WHAT THE EXERCISE ASKS :: The required output is a word-for-word restatement of the material below, from the line with "Query: pink petal with dark spots" through its last line, inclusive.

"""

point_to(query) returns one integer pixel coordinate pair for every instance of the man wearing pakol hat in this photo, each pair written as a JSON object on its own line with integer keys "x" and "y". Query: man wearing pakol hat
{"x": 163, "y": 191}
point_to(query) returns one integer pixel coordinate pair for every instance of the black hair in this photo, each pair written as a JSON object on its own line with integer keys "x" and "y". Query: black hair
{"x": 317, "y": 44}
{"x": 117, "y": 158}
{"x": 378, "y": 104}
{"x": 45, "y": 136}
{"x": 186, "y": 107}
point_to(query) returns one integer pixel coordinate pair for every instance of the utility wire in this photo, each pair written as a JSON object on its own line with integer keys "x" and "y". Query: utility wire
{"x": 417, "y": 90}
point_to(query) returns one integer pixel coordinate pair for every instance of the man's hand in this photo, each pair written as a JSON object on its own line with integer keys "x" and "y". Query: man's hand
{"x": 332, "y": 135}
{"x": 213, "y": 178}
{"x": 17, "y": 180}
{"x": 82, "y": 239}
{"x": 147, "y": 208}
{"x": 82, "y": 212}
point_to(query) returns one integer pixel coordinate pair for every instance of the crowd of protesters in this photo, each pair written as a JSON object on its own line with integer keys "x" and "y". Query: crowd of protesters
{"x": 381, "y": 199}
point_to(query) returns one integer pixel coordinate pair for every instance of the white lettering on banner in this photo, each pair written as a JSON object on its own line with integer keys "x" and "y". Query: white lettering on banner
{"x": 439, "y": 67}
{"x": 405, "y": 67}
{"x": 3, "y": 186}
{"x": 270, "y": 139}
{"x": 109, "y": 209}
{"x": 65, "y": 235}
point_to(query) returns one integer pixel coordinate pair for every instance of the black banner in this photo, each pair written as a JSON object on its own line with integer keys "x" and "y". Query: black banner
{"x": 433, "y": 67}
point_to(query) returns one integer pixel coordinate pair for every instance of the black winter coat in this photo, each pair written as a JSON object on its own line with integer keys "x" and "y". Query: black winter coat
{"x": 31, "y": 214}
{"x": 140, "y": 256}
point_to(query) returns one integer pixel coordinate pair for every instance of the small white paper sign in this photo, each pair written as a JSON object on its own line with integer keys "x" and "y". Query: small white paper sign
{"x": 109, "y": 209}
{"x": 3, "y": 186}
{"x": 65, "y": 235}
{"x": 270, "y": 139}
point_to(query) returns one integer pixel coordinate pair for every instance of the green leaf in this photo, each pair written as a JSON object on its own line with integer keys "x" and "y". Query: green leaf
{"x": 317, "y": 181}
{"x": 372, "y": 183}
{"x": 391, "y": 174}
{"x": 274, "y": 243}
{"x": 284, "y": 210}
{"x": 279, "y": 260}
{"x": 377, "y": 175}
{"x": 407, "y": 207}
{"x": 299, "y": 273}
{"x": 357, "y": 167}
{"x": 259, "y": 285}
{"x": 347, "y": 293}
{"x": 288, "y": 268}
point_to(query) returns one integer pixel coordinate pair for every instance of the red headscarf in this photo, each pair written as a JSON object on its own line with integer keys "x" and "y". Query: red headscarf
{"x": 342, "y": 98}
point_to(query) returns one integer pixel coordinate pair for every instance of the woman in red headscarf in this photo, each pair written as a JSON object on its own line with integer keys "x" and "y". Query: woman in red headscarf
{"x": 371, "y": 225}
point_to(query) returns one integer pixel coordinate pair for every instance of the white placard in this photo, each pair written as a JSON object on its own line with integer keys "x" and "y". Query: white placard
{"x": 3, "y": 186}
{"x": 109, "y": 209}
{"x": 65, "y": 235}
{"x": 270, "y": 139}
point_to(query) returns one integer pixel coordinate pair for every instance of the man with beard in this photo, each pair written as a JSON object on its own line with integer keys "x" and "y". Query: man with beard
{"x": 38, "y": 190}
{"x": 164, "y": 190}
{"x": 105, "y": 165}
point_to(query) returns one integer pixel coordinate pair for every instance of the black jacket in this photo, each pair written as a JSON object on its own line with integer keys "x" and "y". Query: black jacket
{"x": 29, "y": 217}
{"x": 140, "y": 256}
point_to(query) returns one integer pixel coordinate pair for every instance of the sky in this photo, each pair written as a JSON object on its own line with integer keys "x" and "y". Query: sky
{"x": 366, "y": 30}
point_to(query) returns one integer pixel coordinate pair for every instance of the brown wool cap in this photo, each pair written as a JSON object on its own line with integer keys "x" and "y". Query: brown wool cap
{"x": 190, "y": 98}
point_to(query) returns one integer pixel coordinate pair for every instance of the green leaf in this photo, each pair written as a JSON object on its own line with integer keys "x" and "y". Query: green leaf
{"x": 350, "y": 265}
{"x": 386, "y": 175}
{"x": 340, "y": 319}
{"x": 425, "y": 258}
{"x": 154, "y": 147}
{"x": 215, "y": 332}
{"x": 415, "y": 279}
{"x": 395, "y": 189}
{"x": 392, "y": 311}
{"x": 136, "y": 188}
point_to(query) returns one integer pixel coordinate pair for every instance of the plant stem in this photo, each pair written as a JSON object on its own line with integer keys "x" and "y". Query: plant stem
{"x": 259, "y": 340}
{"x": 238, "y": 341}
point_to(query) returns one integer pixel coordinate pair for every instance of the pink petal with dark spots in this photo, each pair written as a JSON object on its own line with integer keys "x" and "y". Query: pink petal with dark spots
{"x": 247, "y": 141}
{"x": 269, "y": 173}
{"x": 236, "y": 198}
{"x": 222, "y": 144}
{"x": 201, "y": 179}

"""

WRITTEN REPLY ::
point_to(query) returns one integer pixel coordinate pair for every instance of the pink petal with dark spots in this photo, each pair written as a JSON object on its own line with integer keys "x" and "y". Query: pink petal with dark spots
{"x": 247, "y": 141}
{"x": 269, "y": 173}
{"x": 236, "y": 198}
{"x": 222, "y": 144}
{"x": 201, "y": 179}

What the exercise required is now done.